> **TASK REQUIREMENTS**:
Rewrite every line from the start of the records through the line containing "[[249, 450]]", inclusive, shifting each coordinate in the answer points up by 30. Keep all other lines unchanged, including the sample coordinates in the format lines.

Source data:
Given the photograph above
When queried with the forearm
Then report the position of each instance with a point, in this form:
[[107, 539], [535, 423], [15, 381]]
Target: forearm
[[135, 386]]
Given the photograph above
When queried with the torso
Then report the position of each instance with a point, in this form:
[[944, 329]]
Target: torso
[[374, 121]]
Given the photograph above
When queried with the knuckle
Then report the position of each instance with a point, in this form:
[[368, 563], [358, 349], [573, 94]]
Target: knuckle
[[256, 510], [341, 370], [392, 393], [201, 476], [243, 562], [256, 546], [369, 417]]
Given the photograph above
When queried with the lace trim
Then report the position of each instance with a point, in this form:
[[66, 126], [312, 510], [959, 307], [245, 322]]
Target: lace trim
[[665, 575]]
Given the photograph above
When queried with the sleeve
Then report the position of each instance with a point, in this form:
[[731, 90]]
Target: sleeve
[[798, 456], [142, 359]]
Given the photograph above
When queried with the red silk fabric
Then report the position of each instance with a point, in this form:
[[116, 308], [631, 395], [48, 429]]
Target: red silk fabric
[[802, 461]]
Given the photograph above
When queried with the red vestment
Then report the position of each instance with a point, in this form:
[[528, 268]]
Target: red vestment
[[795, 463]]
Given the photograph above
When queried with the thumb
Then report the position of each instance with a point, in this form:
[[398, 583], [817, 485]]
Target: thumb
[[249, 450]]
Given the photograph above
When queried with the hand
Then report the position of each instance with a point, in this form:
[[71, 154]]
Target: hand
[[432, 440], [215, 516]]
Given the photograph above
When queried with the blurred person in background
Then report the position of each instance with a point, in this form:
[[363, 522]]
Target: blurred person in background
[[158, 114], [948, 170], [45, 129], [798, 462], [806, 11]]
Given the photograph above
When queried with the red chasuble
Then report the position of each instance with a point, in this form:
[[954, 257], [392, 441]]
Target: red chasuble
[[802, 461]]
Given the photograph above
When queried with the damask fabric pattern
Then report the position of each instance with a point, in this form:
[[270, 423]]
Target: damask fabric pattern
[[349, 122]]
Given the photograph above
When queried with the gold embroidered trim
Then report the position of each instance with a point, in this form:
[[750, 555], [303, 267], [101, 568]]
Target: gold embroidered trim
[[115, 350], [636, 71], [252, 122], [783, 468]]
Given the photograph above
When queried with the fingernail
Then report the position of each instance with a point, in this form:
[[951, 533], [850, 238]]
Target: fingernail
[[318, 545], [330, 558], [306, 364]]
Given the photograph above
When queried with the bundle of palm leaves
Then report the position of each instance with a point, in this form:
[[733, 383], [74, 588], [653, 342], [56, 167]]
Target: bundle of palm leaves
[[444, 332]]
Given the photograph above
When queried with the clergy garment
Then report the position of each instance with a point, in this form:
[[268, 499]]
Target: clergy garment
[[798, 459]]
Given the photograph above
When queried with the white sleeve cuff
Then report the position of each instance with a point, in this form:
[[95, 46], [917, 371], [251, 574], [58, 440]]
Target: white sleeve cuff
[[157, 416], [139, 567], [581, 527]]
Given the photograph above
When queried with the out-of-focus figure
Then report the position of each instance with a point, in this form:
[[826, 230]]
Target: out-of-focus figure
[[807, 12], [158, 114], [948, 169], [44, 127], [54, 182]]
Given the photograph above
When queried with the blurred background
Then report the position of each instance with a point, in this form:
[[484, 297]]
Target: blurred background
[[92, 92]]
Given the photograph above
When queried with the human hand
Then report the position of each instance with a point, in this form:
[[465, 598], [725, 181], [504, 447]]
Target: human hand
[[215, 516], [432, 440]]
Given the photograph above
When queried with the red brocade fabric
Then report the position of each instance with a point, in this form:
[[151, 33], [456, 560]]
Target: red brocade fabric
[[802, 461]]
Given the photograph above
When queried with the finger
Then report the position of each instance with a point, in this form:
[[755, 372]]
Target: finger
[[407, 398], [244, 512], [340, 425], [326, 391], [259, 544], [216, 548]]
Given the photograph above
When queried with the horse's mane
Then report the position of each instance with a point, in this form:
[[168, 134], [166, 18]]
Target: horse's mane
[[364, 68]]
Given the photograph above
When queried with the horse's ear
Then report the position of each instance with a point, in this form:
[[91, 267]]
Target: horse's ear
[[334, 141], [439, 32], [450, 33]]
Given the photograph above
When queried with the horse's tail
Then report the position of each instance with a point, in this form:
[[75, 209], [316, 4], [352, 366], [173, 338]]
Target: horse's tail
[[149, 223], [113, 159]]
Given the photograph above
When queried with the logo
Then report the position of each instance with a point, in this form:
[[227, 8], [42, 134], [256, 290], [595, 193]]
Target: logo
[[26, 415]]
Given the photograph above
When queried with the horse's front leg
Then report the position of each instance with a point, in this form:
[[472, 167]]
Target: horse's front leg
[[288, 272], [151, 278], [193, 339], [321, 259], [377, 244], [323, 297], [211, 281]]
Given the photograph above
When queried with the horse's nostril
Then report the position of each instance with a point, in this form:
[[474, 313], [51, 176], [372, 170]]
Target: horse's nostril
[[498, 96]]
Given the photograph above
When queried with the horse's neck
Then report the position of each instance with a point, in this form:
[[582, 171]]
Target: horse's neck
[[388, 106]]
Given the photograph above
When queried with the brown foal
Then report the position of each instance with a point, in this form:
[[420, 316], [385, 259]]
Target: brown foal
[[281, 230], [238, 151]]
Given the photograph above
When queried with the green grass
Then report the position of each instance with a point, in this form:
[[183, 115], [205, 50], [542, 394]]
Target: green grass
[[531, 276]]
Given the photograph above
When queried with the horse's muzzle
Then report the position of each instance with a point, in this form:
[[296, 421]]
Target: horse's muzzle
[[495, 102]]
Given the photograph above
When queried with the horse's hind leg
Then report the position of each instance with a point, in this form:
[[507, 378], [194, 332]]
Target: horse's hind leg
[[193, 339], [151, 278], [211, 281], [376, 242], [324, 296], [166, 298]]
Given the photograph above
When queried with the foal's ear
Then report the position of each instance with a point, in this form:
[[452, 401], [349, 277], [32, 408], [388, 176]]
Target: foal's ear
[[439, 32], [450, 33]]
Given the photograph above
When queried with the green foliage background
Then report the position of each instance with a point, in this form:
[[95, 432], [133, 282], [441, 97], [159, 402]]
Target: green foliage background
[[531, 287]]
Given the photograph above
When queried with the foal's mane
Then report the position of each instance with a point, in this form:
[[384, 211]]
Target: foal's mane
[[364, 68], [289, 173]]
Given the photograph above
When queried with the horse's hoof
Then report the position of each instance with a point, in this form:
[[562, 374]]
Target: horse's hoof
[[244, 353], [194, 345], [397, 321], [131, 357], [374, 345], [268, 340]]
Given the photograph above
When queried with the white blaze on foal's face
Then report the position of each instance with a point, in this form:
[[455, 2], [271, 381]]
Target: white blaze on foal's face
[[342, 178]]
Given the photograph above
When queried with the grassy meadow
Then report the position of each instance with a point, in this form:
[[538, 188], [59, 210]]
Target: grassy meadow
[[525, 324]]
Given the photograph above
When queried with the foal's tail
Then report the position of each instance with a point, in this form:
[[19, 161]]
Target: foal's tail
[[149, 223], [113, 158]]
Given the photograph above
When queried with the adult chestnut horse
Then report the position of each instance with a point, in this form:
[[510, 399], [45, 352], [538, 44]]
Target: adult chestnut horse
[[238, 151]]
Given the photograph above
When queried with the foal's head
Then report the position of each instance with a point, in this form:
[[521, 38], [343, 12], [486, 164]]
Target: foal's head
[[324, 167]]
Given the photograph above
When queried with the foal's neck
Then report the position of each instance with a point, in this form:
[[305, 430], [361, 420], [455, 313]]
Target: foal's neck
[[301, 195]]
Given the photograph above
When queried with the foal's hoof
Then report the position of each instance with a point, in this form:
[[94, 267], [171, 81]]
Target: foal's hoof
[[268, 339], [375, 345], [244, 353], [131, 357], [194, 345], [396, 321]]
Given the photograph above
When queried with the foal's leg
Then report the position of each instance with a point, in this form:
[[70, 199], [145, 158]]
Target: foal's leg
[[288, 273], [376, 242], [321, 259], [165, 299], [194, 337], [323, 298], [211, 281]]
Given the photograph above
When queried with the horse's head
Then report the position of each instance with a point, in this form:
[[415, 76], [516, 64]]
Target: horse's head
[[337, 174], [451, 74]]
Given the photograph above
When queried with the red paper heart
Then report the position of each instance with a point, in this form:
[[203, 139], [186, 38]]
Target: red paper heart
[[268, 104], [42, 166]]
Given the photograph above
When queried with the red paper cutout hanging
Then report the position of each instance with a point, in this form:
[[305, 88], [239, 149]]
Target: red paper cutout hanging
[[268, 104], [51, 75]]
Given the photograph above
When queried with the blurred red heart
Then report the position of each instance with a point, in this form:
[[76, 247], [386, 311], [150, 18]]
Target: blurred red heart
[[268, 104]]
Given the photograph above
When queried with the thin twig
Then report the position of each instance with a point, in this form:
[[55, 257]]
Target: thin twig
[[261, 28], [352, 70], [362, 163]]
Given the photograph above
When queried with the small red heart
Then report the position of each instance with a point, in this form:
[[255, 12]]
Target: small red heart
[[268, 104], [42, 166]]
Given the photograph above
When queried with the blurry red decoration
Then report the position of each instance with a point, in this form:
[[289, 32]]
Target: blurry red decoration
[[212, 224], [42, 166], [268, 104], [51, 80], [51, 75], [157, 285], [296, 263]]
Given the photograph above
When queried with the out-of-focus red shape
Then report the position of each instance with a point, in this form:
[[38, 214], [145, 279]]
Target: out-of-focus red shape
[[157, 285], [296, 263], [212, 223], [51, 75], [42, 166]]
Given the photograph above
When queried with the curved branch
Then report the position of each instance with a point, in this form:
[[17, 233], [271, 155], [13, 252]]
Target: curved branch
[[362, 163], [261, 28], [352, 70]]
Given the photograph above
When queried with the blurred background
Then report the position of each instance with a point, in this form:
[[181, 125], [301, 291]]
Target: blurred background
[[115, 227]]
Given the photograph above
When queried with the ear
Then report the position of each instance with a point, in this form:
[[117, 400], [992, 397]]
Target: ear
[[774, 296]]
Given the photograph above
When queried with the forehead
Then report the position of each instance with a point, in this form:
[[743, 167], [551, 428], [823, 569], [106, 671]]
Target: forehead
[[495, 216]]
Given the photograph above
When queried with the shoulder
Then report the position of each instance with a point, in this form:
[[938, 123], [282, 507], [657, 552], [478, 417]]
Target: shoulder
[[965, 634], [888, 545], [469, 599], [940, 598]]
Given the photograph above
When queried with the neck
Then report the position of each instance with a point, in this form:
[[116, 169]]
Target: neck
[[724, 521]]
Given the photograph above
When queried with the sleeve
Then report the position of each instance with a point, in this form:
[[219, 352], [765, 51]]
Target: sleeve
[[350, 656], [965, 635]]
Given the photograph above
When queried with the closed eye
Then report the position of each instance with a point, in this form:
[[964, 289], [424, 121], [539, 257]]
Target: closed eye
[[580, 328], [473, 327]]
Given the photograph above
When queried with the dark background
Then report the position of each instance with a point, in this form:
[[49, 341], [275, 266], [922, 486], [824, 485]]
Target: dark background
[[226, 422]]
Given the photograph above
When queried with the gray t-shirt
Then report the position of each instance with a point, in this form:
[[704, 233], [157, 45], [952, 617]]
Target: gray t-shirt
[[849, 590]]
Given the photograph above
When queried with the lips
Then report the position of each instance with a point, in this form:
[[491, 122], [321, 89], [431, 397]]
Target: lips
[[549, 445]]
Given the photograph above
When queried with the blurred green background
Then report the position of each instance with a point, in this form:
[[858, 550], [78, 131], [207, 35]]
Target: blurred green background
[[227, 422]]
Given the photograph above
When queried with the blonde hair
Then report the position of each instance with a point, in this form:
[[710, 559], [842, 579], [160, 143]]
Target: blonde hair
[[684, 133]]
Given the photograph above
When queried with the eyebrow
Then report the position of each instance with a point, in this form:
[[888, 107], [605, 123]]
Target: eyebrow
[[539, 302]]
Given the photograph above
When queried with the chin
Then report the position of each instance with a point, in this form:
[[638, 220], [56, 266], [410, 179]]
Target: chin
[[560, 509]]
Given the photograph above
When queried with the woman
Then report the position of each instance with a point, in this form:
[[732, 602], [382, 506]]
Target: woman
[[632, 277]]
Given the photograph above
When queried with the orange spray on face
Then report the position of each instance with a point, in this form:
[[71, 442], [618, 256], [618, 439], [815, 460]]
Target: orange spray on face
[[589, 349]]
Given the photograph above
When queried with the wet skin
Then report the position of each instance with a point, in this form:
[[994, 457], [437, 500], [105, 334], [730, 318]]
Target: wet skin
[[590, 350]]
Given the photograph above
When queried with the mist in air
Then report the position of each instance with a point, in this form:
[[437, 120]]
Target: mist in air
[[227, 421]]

> **OUTPUT FOR THIS TASK**:
Given the photograph above
When queried with the forearm
Then report the position of each instance with a point, in this form:
[[107, 539], [535, 423], [15, 381]]
Target: forearm
[[165, 416]]
Given the photograph above
When queried with the torso
Then report the position of each instance with a point, in this form:
[[944, 329]]
Target: torso
[[404, 151]]
Given the photograph above
When queried with the knuckle
Then report the position of each instance with a point, in this form:
[[368, 563], [358, 349], [573, 94]]
Target: knuckle
[[286, 540], [371, 400], [422, 423], [231, 506], [273, 592], [286, 576], [399, 447]]
Given the photograph above
When queried with the lace trim
Then report the position of each instance with a point, in this form:
[[66, 126], [312, 510], [959, 307], [245, 322]]
Target: lace trim
[[695, 605]]
Given the photograph above
When queried with the sleeve
Then report the position of each instance with a point, in this form:
[[731, 90]]
Target: sleeve
[[828, 486], [172, 389]]
Given the photograph above
When queried with the red silk fabric
Then report the position of each instance with a point, in this form:
[[116, 308], [631, 395], [48, 429]]
Target: red silk fabric
[[832, 491]]
Given the photograph above
When queried with the red vestment
Then report the position of each instance with a point, in this form:
[[528, 268]]
Target: red vestment
[[825, 493]]
Given the photograph above
When queried with the thumb
Then report the position of each instance with a point, in this form:
[[398, 583], [817, 485]]
Target: thumb
[[279, 480]]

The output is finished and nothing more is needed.